- YOUR ASSIGNMENT -
Please repeat the records word for word and skip the pictures.

- DATASET CONTENT -
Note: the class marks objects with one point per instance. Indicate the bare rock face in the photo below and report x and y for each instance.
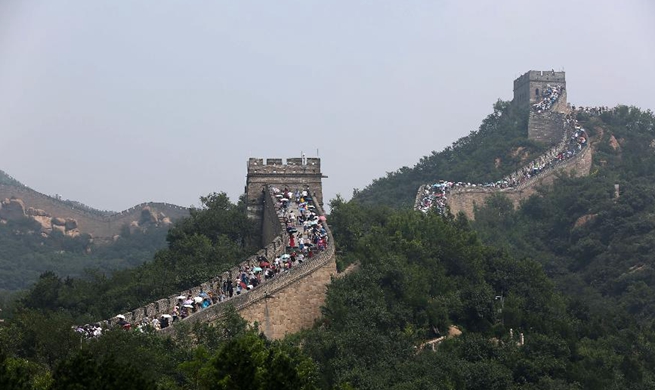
(148, 216)
(70, 224)
(12, 209)
(134, 226)
(56, 221)
(37, 212)
(45, 222)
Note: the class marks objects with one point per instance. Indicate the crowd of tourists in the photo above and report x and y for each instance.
(548, 97)
(305, 236)
(435, 196)
(593, 111)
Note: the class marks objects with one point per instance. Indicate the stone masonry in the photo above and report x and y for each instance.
(466, 200)
(289, 302)
(298, 173)
(528, 89)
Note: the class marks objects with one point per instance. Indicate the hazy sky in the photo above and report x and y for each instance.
(113, 103)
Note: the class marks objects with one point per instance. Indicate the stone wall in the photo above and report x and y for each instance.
(547, 127)
(525, 87)
(286, 304)
(296, 173)
(95, 224)
(467, 199)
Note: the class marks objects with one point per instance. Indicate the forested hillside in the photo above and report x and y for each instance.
(499, 147)
(24, 254)
(557, 294)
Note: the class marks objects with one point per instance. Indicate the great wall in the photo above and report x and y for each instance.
(552, 126)
(292, 300)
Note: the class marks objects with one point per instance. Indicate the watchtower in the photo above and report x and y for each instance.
(530, 87)
(544, 125)
(302, 174)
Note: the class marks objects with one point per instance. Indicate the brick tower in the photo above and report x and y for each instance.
(297, 174)
(547, 126)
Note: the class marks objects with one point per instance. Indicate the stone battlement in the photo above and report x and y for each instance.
(286, 304)
(277, 166)
(529, 87)
(302, 174)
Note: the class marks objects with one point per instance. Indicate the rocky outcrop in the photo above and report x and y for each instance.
(137, 219)
(12, 209)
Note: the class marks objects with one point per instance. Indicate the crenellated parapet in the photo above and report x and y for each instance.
(294, 174)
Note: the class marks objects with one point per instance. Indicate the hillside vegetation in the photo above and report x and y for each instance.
(499, 147)
(571, 270)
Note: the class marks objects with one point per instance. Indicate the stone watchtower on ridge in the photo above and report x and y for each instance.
(302, 173)
(529, 89)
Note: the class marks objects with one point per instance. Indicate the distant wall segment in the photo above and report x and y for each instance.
(295, 174)
(286, 304)
(467, 199)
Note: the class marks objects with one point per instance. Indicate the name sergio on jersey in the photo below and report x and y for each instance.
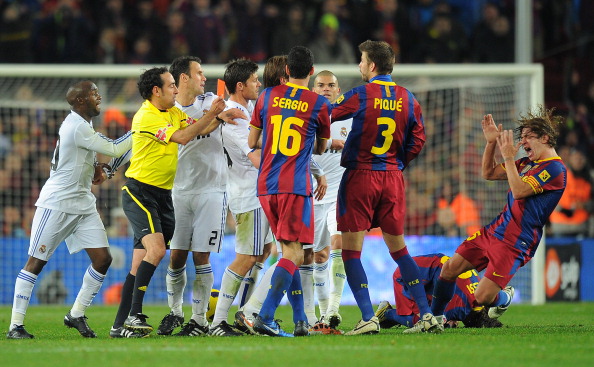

- WRITTEN RESPONSE -
Note: the class marks objects with one point per instance. Indicate the bare rock face in the photo below and report x and y for each instance.
(148, 216)
(70, 224)
(12, 209)
(134, 226)
(56, 221)
(37, 212)
(45, 222)
Note: the class marks objects with one point per instance. Indicate the crowd of tourists in the photo above and report x and y for each instance.
(548, 97)
(305, 236)
(435, 196)
(593, 111)
Note: the class marks objects with one point per instance. Indicate the stone masonry in the photo above and report x and y for each instance.
(466, 200)
(289, 302)
(298, 173)
(528, 89)
Note: the class marks objects with one point per instance. Indicate the hazy sky in the photo above and report x and y for each instance.
(113, 103)
Note: the class marks objects with one point per instance. Indicate the stone wall in the photo above and report x and y for each instance.
(547, 127)
(525, 87)
(286, 304)
(296, 173)
(95, 224)
(467, 199)
Note: the class marks objects with one point per instance. Indicate the forested hillside in the photo above and report x and y for each instance.
(499, 147)
(24, 254)
(557, 294)
Note: the class marks objects with one point per instance. Indicate the great wall in the photo above and report x and y for each instance.
(552, 126)
(292, 300)
Note: the class marks objects with one point per instance. Indicate the watchtower in the photo above and report x and y for each instance.
(530, 87)
(544, 125)
(302, 174)
Note: the class marks objects with one point per instance. Indicate the brick tower in the photo above and report x and y for each instance.
(297, 174)
(547, 126)
Note: the class marks objects with one point per instance. Indicate the stone battlement in the photo above and report x and y for each instance.
(286, 304)
(277, 166)
(529, 87)
(302, 174)
Note: the class marks objects with one point per instance. Indicate the rocky outcrop in the photo above and report x and y for each instance.
(137, 219)
(12, 209)
Note: the class marks objects with one point per instance. Indicate the crenellated parapet in the photo above and report x and y for each instance.
(294, 174)
Note: the class marks objects with one point per instance. Indicate the hillside vegetation in the photo above and report x and y for each instance.
(499, 147)
(571, 270)
Note: the class marks objects with one point per instance. Indicate the stone watchtower on ridge in the photo above and report x and y for each instance.
(302, 173)
(529, 89)
Note: the class marks objects with one point per instance. Indicate the distant wall segment in the photo above and report x and y for each instance.
(295, 174)
(286, 304)
(467, 199)
Note: the class marks objects with one point per instance. Indicate the name sergio on jersey in the photo below and report x and y for each instance.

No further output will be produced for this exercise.